▶ [MATERIAL PROVIDED]
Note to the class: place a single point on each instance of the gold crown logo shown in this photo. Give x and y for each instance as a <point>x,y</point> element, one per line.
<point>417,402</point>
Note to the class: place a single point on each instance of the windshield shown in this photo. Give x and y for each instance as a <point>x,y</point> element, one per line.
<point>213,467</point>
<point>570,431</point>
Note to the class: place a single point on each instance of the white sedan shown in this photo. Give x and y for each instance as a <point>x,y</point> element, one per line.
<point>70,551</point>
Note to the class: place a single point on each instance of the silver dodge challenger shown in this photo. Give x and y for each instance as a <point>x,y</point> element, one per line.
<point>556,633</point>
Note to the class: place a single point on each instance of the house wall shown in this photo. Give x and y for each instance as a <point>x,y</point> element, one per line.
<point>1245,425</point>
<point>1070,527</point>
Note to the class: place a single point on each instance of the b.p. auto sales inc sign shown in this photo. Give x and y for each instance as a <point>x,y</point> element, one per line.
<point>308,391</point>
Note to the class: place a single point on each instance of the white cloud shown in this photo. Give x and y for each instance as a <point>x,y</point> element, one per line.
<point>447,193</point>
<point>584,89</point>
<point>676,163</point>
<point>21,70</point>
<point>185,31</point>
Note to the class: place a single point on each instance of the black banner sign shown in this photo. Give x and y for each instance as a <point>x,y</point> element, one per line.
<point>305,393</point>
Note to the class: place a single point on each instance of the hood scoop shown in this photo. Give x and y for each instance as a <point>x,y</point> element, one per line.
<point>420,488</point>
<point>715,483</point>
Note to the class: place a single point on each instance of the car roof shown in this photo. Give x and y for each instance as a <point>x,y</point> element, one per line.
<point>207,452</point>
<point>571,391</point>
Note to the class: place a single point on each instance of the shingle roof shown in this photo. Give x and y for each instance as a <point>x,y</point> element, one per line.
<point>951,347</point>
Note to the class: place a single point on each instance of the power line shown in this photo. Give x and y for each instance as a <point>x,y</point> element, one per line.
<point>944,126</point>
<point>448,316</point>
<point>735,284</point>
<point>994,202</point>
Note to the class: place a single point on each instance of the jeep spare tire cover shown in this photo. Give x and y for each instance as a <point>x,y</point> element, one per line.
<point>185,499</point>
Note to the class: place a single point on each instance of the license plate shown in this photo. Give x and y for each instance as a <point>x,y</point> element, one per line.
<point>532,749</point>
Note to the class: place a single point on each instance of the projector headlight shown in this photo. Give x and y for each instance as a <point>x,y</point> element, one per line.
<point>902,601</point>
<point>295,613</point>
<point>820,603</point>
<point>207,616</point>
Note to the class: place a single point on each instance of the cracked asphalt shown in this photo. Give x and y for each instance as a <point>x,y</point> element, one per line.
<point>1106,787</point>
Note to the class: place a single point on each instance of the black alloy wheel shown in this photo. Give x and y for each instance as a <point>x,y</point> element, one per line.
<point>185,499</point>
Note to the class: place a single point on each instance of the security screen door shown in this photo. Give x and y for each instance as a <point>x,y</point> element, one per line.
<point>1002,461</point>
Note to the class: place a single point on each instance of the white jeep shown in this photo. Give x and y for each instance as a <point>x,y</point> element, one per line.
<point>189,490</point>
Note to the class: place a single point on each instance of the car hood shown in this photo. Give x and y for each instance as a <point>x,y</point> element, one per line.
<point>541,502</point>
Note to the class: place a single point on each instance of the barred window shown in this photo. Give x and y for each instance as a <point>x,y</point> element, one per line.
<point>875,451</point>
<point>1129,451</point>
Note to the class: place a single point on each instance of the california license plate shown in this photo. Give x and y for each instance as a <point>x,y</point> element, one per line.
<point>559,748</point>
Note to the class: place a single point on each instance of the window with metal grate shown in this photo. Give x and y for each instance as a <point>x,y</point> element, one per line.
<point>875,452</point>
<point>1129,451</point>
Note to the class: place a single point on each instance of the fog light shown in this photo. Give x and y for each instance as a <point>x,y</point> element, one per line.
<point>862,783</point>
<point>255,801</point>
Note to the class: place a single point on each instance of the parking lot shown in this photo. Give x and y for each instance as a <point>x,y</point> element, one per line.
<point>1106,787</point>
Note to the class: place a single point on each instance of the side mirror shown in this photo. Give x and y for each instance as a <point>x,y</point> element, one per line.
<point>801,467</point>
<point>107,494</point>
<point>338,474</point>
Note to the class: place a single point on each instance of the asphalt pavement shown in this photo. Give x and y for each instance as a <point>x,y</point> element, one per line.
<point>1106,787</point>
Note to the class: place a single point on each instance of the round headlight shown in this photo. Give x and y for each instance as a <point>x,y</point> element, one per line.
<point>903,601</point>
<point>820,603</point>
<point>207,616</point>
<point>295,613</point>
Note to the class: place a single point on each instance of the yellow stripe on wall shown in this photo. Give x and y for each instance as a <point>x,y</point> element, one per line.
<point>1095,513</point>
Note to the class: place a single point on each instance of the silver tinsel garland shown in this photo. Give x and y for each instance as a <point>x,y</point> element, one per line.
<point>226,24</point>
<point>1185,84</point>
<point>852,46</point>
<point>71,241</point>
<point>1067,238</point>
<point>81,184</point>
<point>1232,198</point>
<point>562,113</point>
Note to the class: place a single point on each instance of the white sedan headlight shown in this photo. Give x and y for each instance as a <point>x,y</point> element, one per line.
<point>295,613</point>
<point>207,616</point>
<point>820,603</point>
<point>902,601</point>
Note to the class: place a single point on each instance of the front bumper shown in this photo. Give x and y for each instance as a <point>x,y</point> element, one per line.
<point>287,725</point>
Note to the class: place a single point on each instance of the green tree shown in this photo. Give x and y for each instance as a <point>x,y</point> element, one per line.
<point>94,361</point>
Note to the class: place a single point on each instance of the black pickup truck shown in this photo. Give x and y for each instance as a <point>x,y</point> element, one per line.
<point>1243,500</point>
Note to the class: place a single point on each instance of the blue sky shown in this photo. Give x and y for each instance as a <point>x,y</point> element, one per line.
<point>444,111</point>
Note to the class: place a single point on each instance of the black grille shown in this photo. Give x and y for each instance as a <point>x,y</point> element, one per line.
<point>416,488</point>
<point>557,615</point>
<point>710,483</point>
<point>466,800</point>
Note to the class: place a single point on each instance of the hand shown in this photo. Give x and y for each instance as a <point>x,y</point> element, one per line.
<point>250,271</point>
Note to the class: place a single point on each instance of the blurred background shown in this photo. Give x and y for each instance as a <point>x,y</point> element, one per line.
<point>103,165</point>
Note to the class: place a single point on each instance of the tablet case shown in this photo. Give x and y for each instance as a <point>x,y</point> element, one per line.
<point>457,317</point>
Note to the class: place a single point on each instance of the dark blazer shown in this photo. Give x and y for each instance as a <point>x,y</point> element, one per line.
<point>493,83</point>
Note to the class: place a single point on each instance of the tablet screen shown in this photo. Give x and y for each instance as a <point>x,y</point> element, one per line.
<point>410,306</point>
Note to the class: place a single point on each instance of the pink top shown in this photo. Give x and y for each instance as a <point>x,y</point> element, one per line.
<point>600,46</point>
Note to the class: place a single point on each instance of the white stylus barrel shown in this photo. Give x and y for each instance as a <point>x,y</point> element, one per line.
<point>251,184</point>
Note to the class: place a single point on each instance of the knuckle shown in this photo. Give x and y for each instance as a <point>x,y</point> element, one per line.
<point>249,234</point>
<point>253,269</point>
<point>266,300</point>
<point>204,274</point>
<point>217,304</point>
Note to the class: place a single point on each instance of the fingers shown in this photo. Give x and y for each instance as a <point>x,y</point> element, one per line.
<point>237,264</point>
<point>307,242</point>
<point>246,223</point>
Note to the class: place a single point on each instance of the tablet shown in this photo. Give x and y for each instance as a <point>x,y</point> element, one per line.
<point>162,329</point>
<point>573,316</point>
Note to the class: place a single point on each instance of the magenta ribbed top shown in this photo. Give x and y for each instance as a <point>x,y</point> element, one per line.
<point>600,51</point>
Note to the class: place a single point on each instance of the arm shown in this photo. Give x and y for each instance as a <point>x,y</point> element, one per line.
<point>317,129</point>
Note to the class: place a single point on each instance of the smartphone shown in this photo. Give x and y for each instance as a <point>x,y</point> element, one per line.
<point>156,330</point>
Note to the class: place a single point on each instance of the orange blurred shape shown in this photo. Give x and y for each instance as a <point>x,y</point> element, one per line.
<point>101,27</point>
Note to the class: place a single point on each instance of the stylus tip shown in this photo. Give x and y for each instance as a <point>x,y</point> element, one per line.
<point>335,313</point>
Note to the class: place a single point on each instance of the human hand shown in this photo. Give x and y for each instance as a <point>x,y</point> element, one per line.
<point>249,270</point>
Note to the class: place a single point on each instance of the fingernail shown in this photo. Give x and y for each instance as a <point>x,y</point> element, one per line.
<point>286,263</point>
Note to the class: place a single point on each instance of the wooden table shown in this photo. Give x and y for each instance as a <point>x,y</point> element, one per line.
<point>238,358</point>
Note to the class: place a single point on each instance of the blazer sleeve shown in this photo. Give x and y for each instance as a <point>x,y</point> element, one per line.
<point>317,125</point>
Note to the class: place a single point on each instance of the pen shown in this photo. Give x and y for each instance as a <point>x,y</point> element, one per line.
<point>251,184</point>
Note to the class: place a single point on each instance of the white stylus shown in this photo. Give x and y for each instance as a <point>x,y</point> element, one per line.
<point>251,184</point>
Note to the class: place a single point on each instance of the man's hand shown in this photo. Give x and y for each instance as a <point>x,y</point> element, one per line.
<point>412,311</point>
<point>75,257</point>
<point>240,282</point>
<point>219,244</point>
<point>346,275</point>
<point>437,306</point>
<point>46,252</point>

▶ [WHAT TO DO] Your answer must be the line holding "of the fingernail" plus every later line to the end of the records, copied exactly.

▶ [SOLUTION FOR THIS TASK]
Note to the class: place a single point on each instance of the fingernail shown in this photo. Give x and y for each instance as a <point>x,y</point> element, one per line.
<point>286,263</point>
Note to the class: place a single point on each instance of the wooden table shown in this photo. Give x and y for each instance as a <point>x,y</point> element, one per line.
<point>238,358</point>
Note to the class: place a single point on each instance of the blazer sleeve shown in this photo. Give x and y for each instance as a <point>x,y</point> element, one per line.
<point>317,125</point>
Note to the class: place a single point on each instance of the pen shown in this photo. Give x and y for each instance as a <point>x,y</point> element, one per line.
<point>251,184</point>
Note to the class: place a single point on each instance of the white stylus shown in this photo. Give x and y for each instance as a <point>x,y</point> element, one per line.
<point>251,184</point>
Note to the class: place a single point on each instance of the man's hand shown in this photo. Give x and y for each instance as a <point>x,y</point> element, one per line.
<point>412,311</point>
<point>75,257</point>
<point>240,282</point>
<point>219,244</point>
<point>346,275</point>
<point>437,306</point>
<point>46,252</point>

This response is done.